**Text excerpt:**
---------------

Thank you Chair, I yield back my time.
    Chairwoman Adams. Thank you. Five minutes to Representative 
Jayapal, you are recognized for 5 minutes ma'am.
    Ms. Jayapal. Thank you, very much Madam Chair. My home 
State of Washington has one of the five largest populations of 
migrant farm workers in the country, and the contributions of 
farm workers to our communities and our economy, simply cannot 
be overstated.
    In 2015, guest farm workers on pear, apple, and cherry 
operations alone contributing 619 million dollars in economic 
activity in Washington State, while putting food on the table 
for countless families across our State. It is absolutely 
essential that farm workers receive the same labor protections 
that Federal laws afford to other workers.
    Migrant guest workers in particular need robust protections 
because their legal status is tied to their employer, which 
makes them especially vulnerable to exploitation and abuse. Ms.

---------------

**Tasks:**
• a. Translate this sentence from the hearing transcript into Spanish: "It is absolutely essential that farm workers receive the same labor protections that Federal laws afford to other workers."
• b. Answer these questions using the hearing transcript above.
(i) Which state does Ms. Jayapal call her home state?
(ii) How much economic activity did guest farm workers on pear, apple, and cherry operations contribute in 2015?
(iii) What is the legal status of migrant guest workers tied to?
• c. Carry on the hearing transcript above for a few more sentences, keeping the same speakers and style.

[Named-object pointing lines]
---------------

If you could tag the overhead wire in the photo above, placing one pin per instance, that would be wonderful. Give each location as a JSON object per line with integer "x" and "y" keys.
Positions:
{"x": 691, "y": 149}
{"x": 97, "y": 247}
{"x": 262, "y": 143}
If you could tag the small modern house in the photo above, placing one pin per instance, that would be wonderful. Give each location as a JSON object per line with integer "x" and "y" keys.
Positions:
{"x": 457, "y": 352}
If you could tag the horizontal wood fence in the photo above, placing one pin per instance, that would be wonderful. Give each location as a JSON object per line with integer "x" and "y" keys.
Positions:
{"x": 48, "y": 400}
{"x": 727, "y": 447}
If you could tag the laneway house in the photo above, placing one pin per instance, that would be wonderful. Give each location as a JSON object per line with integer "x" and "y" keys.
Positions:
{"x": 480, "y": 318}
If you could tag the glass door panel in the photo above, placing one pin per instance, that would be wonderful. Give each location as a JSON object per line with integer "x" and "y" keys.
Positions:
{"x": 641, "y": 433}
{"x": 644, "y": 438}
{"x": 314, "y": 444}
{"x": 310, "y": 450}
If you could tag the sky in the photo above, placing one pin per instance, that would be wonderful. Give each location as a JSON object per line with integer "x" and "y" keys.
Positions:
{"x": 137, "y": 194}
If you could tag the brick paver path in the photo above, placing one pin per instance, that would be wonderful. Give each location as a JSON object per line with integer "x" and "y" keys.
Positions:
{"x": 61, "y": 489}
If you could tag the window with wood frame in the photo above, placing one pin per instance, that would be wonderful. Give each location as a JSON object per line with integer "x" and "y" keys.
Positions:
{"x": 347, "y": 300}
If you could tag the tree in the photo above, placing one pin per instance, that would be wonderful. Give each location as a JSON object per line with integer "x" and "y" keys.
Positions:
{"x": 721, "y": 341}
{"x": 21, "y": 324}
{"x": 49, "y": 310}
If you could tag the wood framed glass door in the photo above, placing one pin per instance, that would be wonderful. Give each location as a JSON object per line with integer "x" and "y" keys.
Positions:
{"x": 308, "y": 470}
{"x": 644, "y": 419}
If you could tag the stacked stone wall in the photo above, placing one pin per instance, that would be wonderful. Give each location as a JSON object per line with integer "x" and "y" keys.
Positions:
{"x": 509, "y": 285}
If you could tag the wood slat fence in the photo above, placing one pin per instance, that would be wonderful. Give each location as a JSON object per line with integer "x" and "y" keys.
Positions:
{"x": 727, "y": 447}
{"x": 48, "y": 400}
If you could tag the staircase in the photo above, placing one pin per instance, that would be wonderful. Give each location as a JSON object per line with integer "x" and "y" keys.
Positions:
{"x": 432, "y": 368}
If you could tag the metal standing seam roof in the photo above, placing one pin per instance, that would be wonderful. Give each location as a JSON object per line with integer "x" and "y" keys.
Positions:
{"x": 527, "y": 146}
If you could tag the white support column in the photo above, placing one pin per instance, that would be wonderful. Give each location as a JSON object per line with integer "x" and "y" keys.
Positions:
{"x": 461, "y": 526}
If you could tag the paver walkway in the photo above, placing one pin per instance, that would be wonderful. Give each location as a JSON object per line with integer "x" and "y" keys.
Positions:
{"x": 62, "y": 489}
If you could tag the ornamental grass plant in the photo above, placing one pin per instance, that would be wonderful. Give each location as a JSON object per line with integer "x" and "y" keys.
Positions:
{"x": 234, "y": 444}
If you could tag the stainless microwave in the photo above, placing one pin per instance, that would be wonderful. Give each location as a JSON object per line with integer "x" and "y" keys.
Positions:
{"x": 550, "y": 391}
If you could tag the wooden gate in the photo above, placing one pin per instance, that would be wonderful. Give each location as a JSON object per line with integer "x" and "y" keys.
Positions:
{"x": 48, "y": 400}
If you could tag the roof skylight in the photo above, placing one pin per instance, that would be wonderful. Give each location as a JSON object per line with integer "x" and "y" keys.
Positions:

---------------

**Responses for each task:**
• a. Es absolutamente esencial que los trabajadores agrícolas reciban las mismas protecciones laborales que las leyes federales otorgan a otros trabajadores.

• b.
(i) Washington
(ii) 619 million dollars
(iii) Their employer

• c.
Romero, let me start with you. In your testimony, you mentioned 
some of the horrific labor abuses that were discovered during 
Operation Blooming Onion.
    In your experience, how widespread are abuses like those 
found in Operation Blooming Onion in the H-2A program? How can 
Congress act to address these abuses?
    Ms. Romero. Thank you very much, ma'am. Farm workers come 
to us everyday telling us what the abuses are. In many cases, 
farm workers, when they come to work with an H-2A visa, their 
passport and their phones are taken by the recruiter, because 
they want to make sure that the recruitment debt gets paid 
before they can send any money home.
    I think the Farm Workers Modernization Act would give 
legalization to these workers and would take away a big excuse 
to abuse. In many cases, not to pay the workers for the work 
they have done. Workers have been sent home because without 
pay, saying we will be sending you your check, which they never 
receive.
    The Farm Workers Modernization Act would help here, but 
also it is important that we have the knowledge that these 
workers need somebody to help them and represent their rights. 
A union, a collective bargaining agreement could do that for 
them. They would be there to make sure that they have a voice, 
that they have somebody to talk to when abuses are happening.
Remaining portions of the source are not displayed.